* [WORK TO DO]:
**A)** In the article about Rich Miller's promotion to sergeant:
(i) In what year did Miller step down as Hancock Police Chief?
(ii) Who presented Miller with his new sergeant badge and stripes?
(iii) What did Mayor Smith say was top priority on the night he was sworn in?
**B)** Resume the article about Rich Miller's promotion to sergeant, picking up right after its last sentence.

* [EXTRACT TO READ]:
In 2014, Rich Miller was promoted to the rank of sergeant with the Hancock Police Department and last Tuesday, October 12, he was once again promoted to that rank.

For about a year, Miller was the Hancock Police Chief, but stepped down in 2018. He would return in 2019 to be an officer with the police force.

Miller had already agreed to become sergeant, but wasn’t aware of when he’d be promoted and the secret was kept until the Police Commissioners Report part of the meeting.

A surprised Miller was called to the front of the meeting room where Councilman Roland Lanehart, Jr. presented him with his new sergeant badge and stripes.

“You deserve that,” Mayor Tim Smith.

Smith said it’s been a tough time for town officials because there was a point where they didn’t know if the police department would even exist.

Smith said it was top priority the night he was sworn in as mayor to make sure the people of town were protected and safe.

At that time, he and other officials realized there could be officers who would leave, including Miller who thought he was going in a different direction.

“I thought, ‘Come hell or high water, he’s not leaving. Not right now,’” Smith said with a laugh.

* [PROVIDED INFORMATION]:
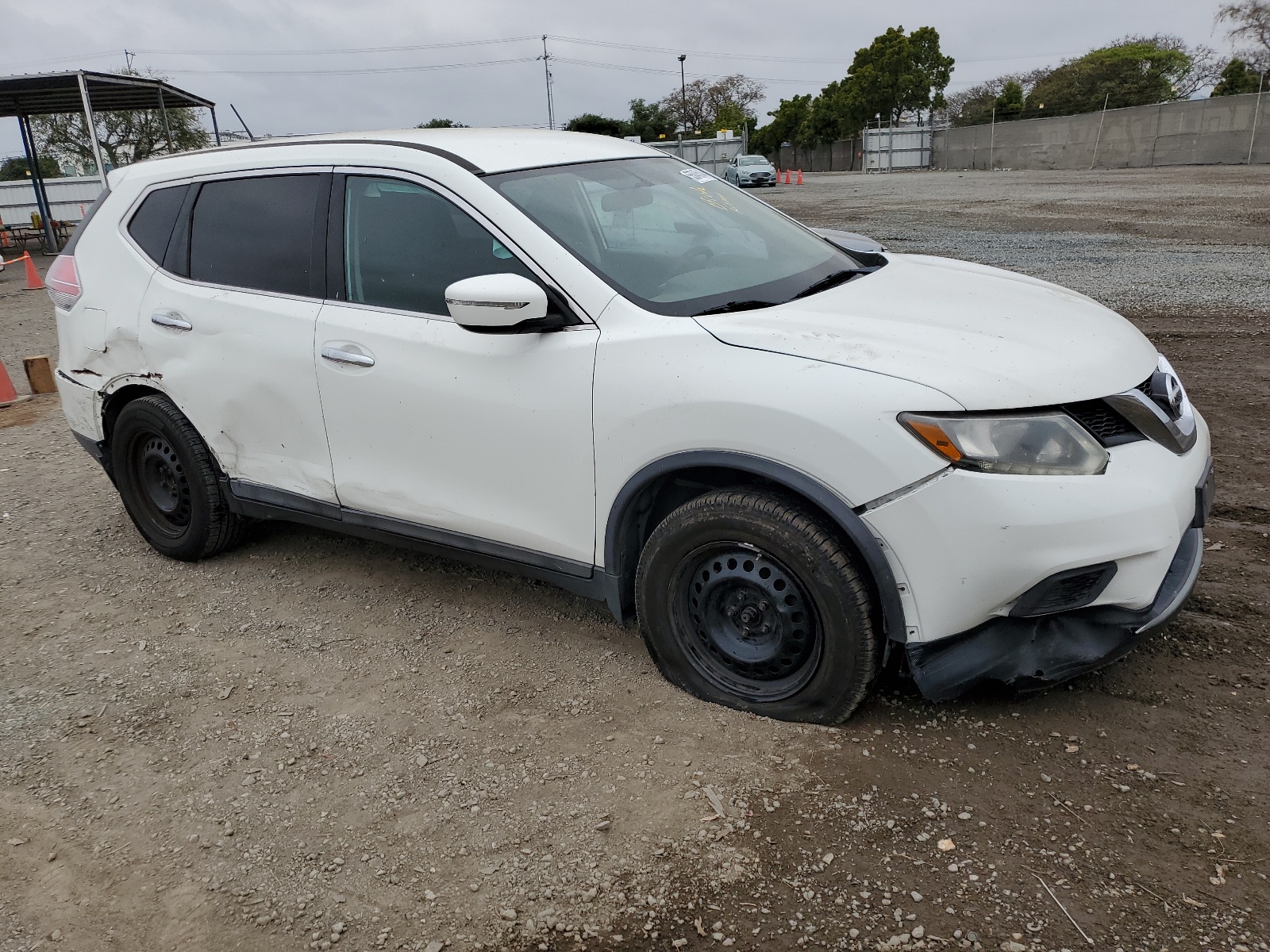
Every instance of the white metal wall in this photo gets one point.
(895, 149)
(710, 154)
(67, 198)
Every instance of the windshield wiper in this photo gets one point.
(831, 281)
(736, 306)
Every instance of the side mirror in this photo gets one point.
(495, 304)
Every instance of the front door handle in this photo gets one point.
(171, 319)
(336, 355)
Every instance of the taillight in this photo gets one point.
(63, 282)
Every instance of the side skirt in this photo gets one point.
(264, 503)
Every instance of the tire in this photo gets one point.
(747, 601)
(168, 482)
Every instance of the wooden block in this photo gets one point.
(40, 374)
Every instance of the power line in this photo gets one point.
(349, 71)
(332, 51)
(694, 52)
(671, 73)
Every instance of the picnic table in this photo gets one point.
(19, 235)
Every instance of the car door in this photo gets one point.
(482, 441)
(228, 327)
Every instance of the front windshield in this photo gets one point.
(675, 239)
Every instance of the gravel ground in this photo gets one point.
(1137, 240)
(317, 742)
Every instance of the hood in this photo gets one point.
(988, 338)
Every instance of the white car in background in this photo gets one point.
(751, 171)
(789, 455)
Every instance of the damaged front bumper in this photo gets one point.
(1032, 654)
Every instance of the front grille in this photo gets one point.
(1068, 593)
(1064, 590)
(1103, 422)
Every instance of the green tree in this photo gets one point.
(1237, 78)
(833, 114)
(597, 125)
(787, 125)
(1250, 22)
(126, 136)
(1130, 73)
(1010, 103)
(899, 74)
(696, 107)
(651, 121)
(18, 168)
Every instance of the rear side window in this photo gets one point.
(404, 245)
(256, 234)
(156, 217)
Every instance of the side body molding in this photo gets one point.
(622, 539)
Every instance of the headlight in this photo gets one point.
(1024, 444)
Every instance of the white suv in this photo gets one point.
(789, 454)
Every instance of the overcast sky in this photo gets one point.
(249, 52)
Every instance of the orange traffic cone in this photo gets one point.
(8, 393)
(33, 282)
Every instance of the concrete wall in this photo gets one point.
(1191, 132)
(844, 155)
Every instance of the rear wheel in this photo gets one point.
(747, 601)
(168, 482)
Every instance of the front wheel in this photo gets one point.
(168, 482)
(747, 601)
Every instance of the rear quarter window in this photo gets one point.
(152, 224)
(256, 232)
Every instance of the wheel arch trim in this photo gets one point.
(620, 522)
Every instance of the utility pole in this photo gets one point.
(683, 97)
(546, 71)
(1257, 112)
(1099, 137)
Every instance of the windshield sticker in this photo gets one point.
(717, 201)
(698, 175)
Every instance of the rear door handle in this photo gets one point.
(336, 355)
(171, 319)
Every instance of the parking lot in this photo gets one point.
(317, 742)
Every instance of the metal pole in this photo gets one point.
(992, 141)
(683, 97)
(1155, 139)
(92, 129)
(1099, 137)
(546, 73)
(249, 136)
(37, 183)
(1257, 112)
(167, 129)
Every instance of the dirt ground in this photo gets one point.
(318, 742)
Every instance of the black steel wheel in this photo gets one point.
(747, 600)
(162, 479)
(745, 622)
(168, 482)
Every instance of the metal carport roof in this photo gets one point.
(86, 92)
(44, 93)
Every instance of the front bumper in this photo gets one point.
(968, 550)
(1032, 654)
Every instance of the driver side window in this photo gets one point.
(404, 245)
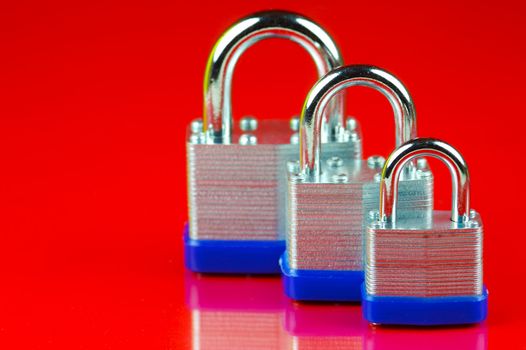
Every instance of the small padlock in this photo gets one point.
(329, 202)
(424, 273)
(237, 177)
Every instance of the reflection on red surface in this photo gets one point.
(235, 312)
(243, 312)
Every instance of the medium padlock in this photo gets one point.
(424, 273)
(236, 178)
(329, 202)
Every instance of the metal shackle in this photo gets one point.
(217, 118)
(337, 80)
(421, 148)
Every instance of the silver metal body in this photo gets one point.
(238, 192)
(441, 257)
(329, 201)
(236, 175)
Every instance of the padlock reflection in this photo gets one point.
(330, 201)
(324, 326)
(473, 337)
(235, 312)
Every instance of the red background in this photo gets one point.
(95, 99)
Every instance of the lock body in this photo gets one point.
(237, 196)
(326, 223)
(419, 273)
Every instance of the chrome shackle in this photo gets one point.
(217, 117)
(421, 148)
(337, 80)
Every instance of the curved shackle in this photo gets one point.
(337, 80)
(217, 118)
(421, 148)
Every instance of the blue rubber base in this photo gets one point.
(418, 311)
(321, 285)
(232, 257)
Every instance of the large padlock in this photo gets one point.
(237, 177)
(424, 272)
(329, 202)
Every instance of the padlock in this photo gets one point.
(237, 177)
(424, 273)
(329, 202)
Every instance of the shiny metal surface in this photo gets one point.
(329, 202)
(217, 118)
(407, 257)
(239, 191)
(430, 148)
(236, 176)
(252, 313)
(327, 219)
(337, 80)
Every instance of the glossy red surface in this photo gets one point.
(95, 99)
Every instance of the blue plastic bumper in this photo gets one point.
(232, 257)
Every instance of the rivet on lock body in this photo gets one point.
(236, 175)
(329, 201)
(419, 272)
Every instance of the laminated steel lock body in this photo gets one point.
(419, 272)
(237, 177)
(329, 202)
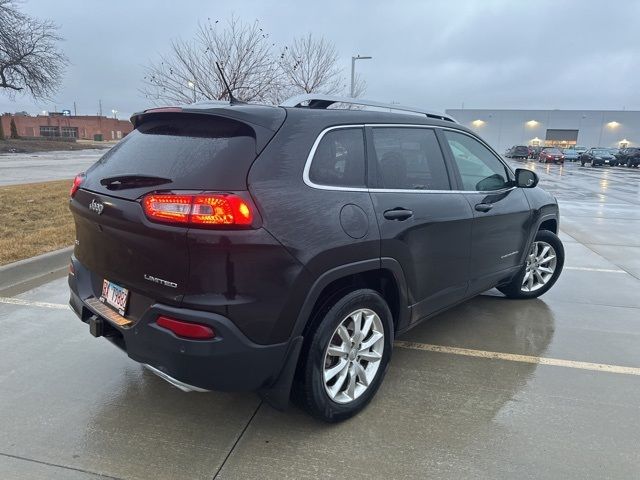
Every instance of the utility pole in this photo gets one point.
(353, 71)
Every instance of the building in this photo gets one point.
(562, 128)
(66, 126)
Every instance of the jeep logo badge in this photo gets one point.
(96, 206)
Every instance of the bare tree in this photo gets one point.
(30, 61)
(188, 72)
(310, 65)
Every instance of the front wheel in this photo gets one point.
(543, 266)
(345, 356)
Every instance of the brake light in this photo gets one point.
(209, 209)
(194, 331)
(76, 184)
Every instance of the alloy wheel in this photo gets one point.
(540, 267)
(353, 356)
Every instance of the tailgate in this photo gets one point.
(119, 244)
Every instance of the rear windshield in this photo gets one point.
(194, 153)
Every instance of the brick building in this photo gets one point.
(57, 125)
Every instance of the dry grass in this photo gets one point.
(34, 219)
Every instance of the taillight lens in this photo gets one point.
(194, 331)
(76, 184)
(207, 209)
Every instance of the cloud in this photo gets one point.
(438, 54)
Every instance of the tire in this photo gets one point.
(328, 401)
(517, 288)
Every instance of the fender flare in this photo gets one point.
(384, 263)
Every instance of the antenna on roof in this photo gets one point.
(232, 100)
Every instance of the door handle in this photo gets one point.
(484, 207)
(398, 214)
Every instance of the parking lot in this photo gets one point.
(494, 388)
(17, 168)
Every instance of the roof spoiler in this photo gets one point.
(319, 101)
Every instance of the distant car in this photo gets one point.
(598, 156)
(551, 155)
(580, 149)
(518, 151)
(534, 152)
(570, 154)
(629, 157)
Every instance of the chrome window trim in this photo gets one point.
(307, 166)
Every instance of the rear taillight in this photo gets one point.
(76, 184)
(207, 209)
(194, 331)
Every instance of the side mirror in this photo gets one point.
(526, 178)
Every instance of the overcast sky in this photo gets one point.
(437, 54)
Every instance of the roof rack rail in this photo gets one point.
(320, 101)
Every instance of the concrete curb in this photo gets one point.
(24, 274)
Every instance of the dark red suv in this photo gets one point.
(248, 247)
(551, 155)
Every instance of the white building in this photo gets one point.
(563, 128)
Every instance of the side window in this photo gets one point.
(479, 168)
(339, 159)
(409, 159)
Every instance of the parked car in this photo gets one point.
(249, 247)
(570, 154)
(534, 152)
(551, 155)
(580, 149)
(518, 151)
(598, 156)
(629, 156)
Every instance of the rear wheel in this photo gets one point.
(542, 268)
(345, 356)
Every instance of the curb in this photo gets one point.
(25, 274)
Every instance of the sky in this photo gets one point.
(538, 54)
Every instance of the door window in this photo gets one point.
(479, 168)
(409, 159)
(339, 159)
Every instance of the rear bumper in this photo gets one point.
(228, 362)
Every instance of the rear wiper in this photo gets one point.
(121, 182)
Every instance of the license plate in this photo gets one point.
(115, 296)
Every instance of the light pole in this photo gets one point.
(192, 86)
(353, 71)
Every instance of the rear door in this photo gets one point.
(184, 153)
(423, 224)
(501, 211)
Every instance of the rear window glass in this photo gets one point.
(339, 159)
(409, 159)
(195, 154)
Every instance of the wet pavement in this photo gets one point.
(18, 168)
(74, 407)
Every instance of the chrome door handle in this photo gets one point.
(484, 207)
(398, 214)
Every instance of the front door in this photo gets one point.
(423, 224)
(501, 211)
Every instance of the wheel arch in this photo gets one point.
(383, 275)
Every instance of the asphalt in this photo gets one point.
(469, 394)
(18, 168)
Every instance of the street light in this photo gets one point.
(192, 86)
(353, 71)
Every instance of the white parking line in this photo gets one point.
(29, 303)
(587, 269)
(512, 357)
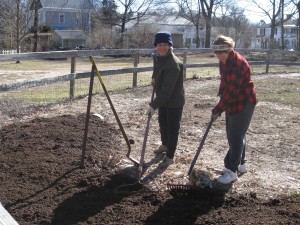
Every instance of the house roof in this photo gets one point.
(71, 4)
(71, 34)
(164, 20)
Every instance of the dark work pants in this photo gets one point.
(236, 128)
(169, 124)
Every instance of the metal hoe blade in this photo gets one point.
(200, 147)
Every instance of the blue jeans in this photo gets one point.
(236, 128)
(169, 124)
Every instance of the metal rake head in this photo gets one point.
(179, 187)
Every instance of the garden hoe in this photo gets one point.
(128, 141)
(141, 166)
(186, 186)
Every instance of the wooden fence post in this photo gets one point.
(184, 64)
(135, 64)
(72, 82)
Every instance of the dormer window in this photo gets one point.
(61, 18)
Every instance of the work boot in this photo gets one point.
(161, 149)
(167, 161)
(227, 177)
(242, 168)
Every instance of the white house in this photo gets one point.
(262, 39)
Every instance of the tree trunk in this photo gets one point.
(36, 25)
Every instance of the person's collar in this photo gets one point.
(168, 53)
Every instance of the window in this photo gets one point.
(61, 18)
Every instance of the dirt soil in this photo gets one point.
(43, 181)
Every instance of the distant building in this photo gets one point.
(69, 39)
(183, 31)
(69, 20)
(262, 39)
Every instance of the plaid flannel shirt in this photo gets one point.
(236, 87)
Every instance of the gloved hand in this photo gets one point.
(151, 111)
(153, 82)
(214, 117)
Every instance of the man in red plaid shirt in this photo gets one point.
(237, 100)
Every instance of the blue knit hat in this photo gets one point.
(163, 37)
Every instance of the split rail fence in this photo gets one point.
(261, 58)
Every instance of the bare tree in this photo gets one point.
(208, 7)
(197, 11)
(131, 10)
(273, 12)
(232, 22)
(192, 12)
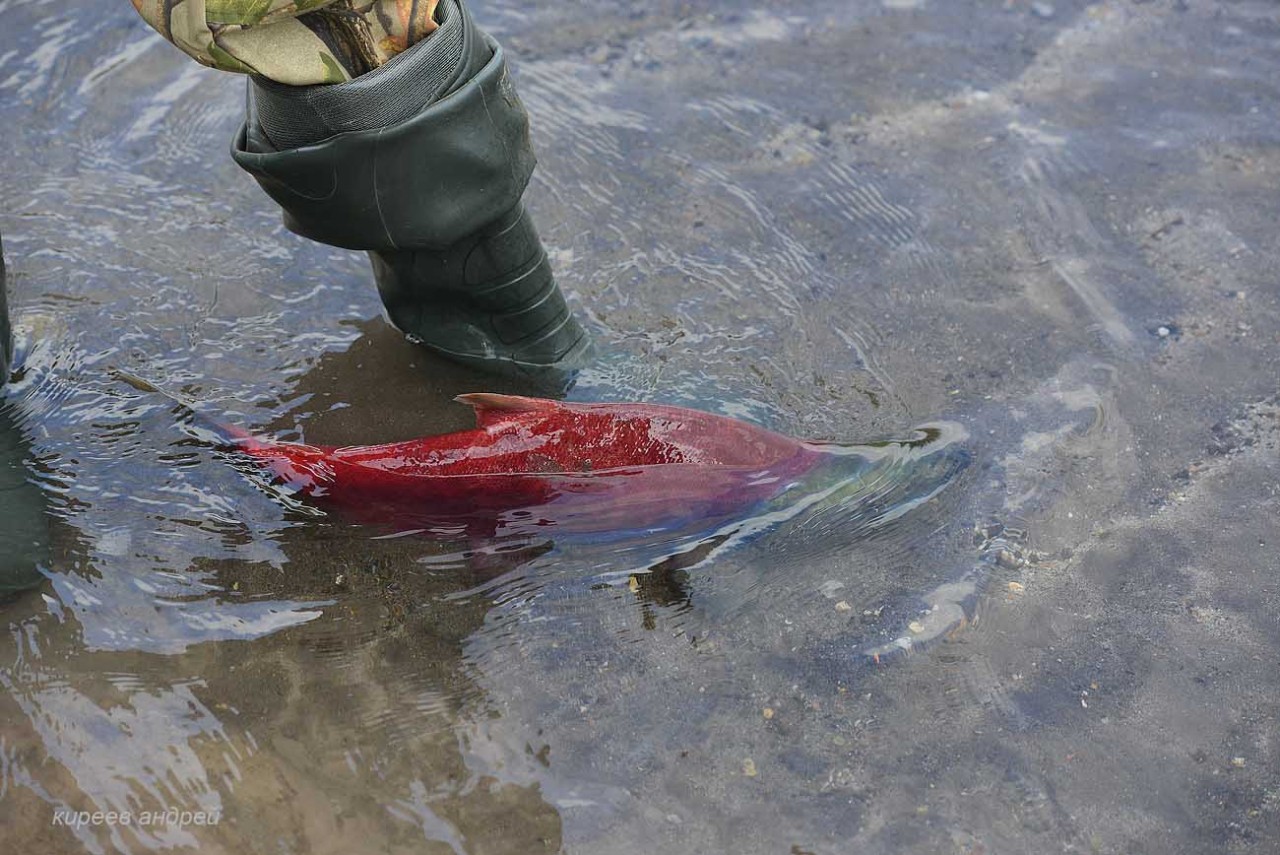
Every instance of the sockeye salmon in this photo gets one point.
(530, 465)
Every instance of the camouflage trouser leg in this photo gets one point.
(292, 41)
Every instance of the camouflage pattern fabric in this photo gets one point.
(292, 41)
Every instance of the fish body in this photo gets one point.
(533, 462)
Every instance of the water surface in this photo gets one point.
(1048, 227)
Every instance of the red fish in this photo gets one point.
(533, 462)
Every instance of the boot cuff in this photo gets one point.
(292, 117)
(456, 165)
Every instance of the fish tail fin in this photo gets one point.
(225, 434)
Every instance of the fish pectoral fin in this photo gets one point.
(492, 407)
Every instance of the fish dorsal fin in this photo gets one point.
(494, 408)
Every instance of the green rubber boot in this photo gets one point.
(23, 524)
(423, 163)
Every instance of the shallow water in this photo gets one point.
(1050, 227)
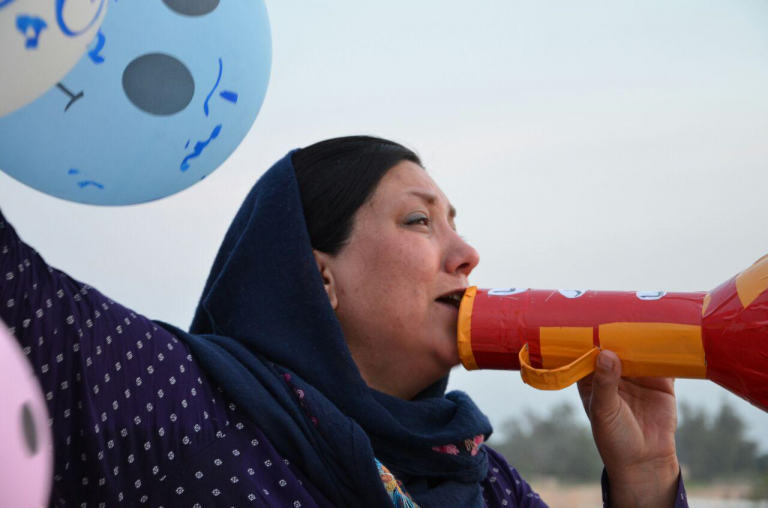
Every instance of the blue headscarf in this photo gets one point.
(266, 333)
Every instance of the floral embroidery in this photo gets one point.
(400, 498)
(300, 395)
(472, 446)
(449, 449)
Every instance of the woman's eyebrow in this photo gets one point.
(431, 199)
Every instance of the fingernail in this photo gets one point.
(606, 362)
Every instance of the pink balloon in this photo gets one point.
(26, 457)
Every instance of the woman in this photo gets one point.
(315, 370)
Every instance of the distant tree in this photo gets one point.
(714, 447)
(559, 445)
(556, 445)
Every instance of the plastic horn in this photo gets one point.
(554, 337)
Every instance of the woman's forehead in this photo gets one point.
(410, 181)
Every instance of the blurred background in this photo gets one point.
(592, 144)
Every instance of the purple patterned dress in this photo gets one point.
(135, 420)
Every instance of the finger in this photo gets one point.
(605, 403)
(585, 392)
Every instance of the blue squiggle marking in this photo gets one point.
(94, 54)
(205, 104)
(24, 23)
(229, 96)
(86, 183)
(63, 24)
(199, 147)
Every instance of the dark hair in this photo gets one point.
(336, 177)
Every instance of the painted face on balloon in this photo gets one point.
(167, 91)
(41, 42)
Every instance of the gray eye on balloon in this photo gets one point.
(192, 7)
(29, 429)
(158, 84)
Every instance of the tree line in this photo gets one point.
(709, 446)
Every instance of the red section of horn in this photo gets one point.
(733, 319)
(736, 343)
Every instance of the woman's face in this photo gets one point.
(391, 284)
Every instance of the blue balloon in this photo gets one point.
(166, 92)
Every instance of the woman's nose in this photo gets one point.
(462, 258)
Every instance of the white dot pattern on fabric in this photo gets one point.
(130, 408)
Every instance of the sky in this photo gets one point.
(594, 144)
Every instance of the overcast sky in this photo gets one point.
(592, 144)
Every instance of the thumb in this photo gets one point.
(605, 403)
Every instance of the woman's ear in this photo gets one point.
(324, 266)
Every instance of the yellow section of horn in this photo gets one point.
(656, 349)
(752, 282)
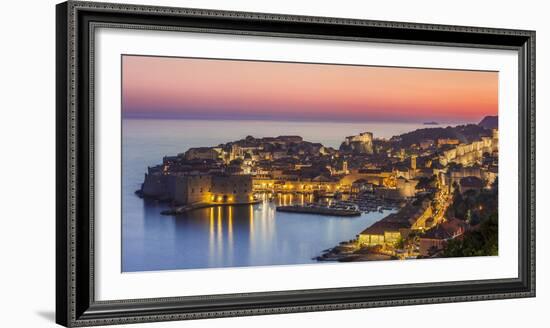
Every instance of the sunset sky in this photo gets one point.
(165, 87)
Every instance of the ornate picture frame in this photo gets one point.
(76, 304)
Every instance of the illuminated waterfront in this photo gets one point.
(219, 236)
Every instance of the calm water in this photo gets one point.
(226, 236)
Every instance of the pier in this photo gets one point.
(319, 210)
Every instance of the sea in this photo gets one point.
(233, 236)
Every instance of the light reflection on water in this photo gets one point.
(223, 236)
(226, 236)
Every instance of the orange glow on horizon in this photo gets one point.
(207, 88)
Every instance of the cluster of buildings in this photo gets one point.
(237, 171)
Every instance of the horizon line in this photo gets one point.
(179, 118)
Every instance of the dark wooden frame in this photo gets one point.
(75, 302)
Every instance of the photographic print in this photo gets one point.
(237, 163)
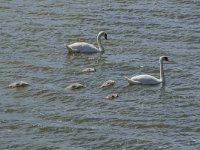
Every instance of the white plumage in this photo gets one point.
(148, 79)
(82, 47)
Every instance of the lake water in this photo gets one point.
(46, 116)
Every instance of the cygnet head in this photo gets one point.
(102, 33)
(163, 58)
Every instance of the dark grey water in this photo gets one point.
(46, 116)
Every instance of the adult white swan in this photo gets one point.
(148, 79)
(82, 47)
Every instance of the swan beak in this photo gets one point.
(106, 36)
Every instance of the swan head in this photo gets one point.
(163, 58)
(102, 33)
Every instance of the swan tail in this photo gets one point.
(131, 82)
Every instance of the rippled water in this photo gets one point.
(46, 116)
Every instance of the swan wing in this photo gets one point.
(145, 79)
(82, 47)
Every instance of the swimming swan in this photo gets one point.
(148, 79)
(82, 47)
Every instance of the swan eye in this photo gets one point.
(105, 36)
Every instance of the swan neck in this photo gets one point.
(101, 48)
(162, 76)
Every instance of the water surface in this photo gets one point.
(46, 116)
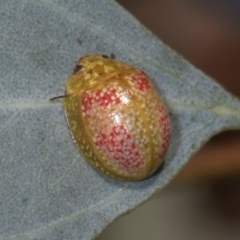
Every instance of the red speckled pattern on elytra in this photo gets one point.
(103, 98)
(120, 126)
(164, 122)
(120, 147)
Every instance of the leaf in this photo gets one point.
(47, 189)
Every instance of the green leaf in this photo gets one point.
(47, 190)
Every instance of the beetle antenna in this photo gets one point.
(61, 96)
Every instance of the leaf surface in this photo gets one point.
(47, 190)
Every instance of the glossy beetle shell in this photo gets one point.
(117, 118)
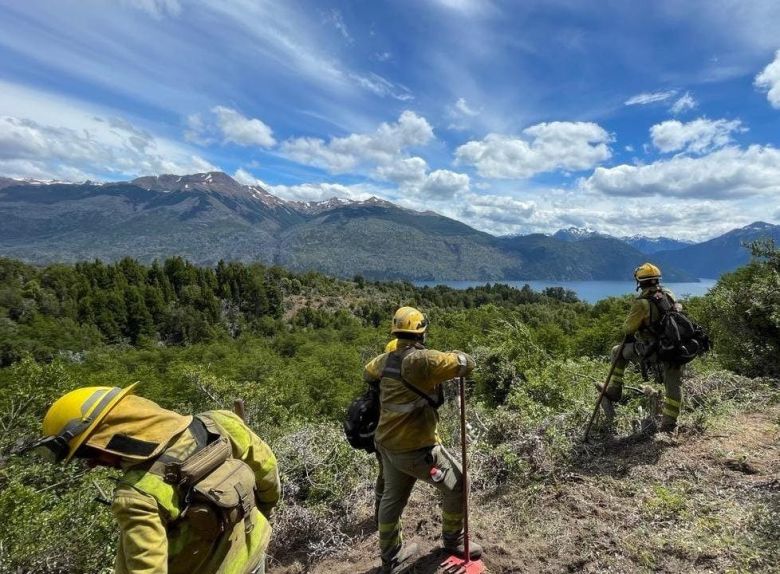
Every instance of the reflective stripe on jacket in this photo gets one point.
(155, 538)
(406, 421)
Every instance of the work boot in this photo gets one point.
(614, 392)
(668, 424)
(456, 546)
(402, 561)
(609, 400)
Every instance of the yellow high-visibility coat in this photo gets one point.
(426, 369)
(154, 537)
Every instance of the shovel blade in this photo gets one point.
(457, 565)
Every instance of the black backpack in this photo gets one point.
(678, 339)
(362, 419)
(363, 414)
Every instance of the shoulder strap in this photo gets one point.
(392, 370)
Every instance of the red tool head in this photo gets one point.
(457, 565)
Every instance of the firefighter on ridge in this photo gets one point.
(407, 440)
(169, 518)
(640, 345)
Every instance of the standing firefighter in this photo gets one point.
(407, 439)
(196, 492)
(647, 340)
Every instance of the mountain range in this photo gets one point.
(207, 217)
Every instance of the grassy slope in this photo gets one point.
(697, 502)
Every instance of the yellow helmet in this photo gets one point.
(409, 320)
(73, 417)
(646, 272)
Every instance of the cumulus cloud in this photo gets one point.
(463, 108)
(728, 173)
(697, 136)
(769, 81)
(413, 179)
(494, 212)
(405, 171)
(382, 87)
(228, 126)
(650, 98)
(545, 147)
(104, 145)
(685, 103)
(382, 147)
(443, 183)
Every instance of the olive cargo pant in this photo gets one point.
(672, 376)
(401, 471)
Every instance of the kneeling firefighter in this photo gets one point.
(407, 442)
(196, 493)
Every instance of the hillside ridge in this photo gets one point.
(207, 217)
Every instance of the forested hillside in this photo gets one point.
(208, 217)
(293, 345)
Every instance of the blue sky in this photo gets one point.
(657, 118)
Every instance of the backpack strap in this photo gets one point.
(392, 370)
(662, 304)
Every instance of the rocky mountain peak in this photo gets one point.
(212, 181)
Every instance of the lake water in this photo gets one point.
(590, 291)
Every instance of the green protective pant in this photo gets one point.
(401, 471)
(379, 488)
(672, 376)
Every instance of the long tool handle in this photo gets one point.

* [ANSWERS]:
**A)**
(i) 2018
(ii) Councilman Roland Lanehart, Jr.
(iii) Making sure the people of the town were protected and safe

**B)**
He said Miller came up to him “by the grace of God” and told Smith he was staying.

Smith also contacted Miller’s wife about making the decision, but she was leaving the final decision but did appreciate the phone call.

Councilwoman Misty Cubbage told Miller he was not just a big part of the police force, but also a “huge part of this community and a lot of people respect you and we thank you for everything you’ve done for us.”

Councilman and Police Commissioner Roland Lanehart, Jr. shakes Rich Miller’s hand after handing him his sergeant badge and stripes as Miller was promoted to Sergeant of the Hancock Police Department.

An “Amen to that,” from Councilman David Kerns, followed that.

Miller said it feels “pretty good” to be sergeant again.

“Hancock’s a good little town, good people and it’s more of a family to me as well,” he said. “It feels like I’m home.”

Miller said officials had talked about the promotion to sergeant at meetings and had asked about his the chief position.

He said he wanted to leave that open if there’s a candidate who would come along and take the position. However, Miller did take the sergeant position.

In the absence of a chief, the sergeant is in charge and acting chief, Miller explained.

“We’ll go with that for a while and see what happens,” he said.

Miller said after he left Hancock in 2018, he regretted doing so, but the town welcomed him back with open arms in 2019.

“I almost left again. I wasn’t going to make that mistake twice,” Miller said. “So I decided to stay.”